── Task input

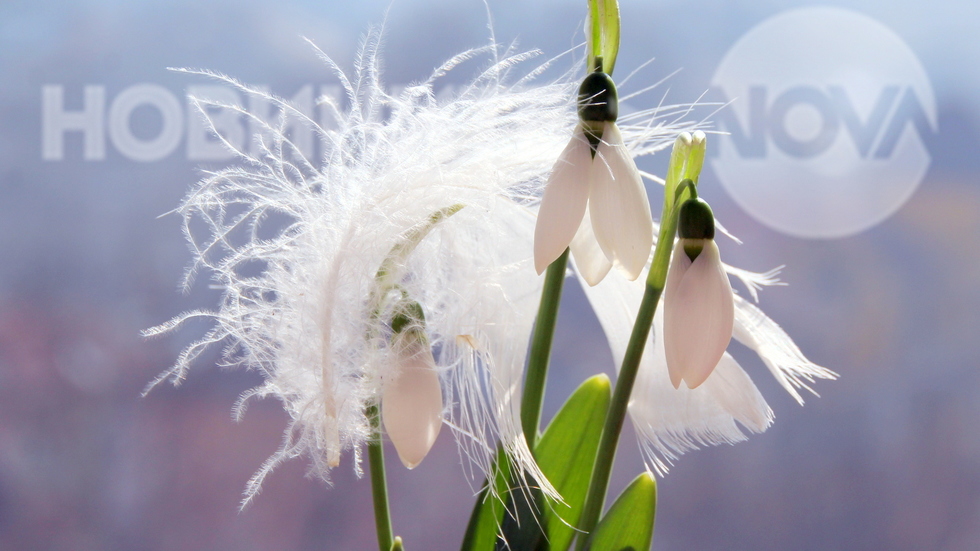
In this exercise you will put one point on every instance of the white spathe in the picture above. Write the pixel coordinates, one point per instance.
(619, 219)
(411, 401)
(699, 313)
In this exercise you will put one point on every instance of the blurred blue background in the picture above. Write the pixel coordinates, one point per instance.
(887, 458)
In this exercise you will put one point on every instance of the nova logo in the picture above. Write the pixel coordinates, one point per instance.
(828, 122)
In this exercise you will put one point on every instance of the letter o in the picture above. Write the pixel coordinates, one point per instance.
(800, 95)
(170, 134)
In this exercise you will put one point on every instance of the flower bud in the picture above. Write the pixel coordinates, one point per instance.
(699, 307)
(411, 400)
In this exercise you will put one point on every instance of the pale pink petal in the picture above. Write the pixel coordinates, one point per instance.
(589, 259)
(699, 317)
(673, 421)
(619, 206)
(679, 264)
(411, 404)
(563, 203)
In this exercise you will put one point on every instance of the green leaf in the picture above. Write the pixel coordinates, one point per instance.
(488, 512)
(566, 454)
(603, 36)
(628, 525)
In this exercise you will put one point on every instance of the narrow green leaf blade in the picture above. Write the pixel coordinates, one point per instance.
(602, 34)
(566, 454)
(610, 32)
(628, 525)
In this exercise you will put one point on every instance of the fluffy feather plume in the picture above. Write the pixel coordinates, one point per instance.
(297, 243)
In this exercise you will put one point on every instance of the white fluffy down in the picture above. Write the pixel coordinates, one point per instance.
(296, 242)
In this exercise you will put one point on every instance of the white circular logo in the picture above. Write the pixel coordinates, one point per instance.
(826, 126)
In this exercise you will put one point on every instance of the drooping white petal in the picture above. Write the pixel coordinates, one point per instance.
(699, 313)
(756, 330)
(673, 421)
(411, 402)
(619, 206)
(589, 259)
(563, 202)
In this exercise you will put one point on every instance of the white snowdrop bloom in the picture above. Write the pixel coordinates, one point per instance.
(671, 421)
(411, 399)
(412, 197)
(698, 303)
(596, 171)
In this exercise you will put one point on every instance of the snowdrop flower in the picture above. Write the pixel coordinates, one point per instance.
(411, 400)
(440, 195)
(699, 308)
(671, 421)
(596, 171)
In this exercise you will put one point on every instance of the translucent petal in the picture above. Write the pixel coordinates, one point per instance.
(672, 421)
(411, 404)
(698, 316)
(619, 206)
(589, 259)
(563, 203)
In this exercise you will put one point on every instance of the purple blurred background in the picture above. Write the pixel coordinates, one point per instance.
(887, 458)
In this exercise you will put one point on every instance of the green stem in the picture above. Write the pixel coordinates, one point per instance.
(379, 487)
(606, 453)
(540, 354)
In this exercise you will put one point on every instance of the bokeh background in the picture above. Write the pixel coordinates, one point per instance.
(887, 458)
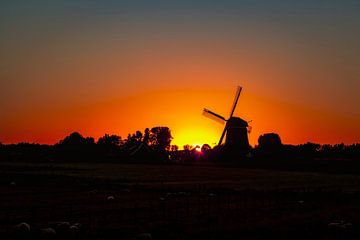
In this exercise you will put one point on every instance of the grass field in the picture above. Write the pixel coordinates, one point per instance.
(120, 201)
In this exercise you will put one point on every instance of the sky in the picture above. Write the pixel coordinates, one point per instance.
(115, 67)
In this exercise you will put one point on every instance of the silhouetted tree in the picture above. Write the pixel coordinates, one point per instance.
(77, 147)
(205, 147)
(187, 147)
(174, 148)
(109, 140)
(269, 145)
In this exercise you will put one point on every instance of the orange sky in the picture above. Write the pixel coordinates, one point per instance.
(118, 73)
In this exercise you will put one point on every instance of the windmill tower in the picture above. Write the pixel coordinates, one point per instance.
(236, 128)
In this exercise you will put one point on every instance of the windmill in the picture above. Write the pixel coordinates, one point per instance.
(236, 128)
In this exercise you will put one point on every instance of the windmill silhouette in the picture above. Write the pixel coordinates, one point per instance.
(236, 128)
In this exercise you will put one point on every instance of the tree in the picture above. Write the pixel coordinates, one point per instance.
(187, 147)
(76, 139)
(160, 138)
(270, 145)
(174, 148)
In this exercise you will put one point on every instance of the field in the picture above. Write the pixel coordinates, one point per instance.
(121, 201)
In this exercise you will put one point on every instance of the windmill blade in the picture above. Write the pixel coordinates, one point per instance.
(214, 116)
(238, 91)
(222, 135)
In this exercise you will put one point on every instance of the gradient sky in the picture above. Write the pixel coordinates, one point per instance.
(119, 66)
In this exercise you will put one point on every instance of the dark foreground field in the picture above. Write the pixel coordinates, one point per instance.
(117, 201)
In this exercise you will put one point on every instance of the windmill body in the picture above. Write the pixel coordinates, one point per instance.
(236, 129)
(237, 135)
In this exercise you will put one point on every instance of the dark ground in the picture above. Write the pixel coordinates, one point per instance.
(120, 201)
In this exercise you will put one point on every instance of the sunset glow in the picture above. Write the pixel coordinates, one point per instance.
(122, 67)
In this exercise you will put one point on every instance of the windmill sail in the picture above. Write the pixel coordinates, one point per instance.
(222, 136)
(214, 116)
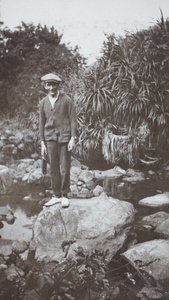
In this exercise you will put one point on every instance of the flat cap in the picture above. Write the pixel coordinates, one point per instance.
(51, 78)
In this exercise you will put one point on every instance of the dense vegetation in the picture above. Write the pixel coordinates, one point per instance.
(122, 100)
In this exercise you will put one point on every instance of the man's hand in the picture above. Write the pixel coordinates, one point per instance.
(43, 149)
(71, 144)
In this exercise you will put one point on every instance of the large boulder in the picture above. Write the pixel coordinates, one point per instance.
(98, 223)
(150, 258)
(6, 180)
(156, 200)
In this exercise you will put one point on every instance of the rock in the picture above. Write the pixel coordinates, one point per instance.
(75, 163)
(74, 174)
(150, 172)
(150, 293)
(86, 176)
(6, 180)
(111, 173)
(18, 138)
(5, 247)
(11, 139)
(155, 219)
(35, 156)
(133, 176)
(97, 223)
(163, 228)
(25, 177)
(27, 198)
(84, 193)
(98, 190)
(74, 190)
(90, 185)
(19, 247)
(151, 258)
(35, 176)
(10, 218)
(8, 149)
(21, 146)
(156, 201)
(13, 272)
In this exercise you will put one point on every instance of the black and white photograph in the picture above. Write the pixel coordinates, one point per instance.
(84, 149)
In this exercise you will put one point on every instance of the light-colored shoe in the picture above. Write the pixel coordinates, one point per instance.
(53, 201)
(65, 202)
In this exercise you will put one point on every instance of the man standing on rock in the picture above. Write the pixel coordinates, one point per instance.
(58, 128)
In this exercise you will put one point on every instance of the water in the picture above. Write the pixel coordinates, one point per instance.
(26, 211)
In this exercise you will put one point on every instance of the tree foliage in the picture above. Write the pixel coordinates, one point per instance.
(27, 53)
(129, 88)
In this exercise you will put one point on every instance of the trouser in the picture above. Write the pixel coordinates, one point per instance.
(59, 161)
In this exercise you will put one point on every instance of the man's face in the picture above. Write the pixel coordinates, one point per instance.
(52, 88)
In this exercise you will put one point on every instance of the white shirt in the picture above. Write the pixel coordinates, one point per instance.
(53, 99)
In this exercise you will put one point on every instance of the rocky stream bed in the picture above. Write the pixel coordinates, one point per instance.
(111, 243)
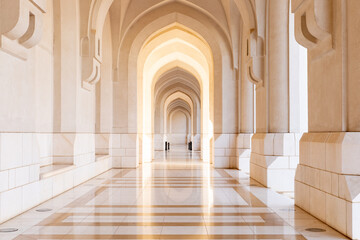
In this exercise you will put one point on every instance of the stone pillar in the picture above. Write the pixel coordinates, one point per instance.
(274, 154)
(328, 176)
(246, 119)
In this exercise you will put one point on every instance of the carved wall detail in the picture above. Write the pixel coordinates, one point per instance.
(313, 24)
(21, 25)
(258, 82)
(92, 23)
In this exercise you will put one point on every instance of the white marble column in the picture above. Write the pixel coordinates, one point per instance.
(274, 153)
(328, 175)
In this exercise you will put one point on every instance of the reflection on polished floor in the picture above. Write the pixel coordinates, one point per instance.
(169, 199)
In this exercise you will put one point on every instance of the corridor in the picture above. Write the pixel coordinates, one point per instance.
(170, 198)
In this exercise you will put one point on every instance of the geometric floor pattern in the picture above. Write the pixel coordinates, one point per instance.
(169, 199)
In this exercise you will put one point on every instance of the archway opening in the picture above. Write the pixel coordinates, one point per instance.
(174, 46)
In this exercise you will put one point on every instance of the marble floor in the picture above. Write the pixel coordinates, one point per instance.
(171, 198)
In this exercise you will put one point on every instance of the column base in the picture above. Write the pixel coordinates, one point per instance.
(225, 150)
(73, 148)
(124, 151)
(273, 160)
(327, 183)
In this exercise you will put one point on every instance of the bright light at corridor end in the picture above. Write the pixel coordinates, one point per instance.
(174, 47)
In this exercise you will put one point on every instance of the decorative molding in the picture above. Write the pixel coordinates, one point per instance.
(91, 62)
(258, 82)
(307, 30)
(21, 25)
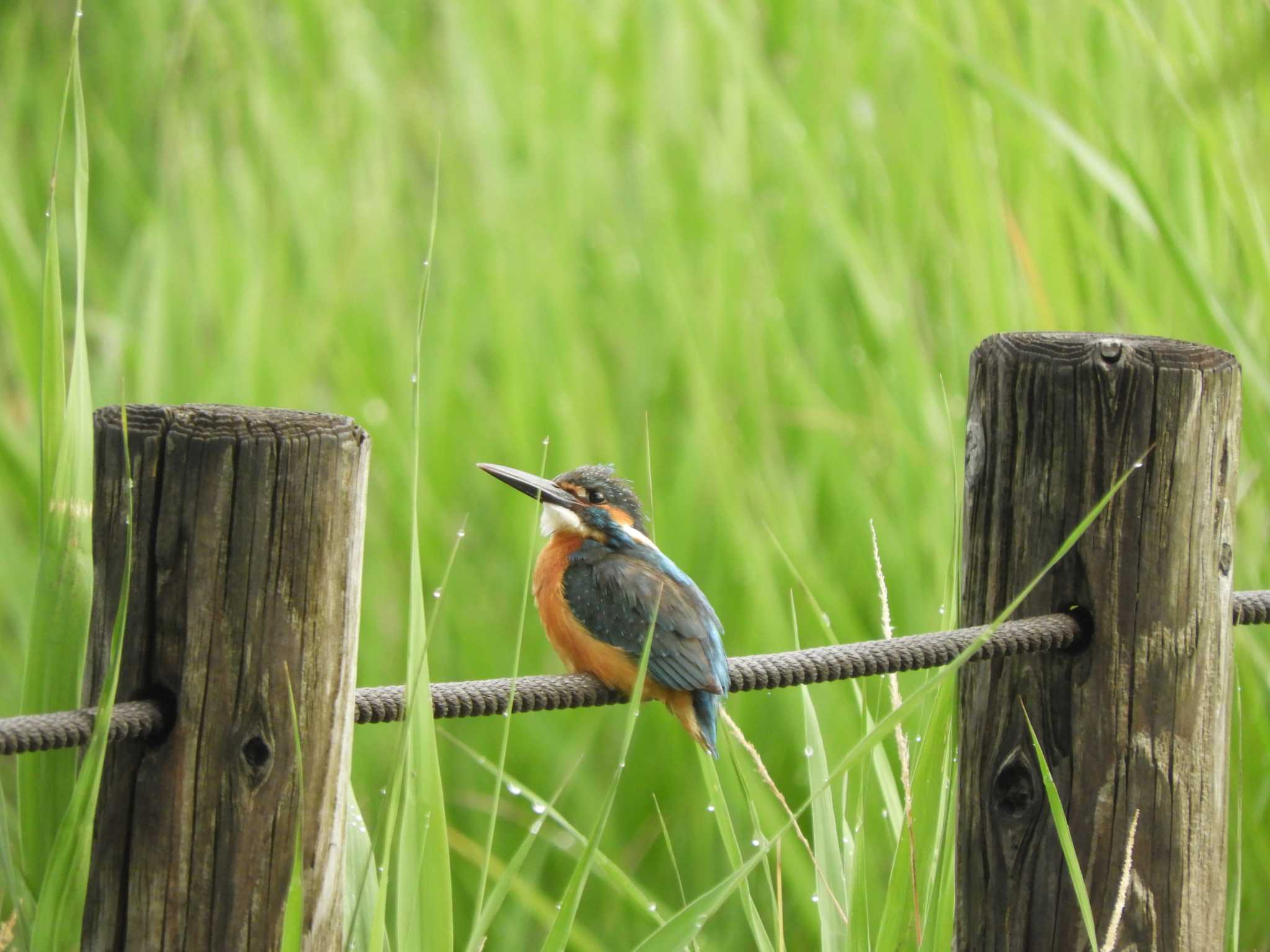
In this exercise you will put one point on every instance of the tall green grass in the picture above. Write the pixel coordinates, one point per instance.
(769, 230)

────

-- Try it --
With the pictures left out, give again exactly the lines from the one that contains "of the decorative" through the final line of the data above.

-- Answer to this exercise --
In this exercise you will put one point on every instance of the decorative molding in the picture above. Write the pixel coordinates, one point per instance.
(91, 62)
(258, 82)
(307, 30)
(21, 25)
In this exercise you will put one point on every instance of the tall green grass in the picture above. Write the pixel coordinates, one point per instance.
(769, 230)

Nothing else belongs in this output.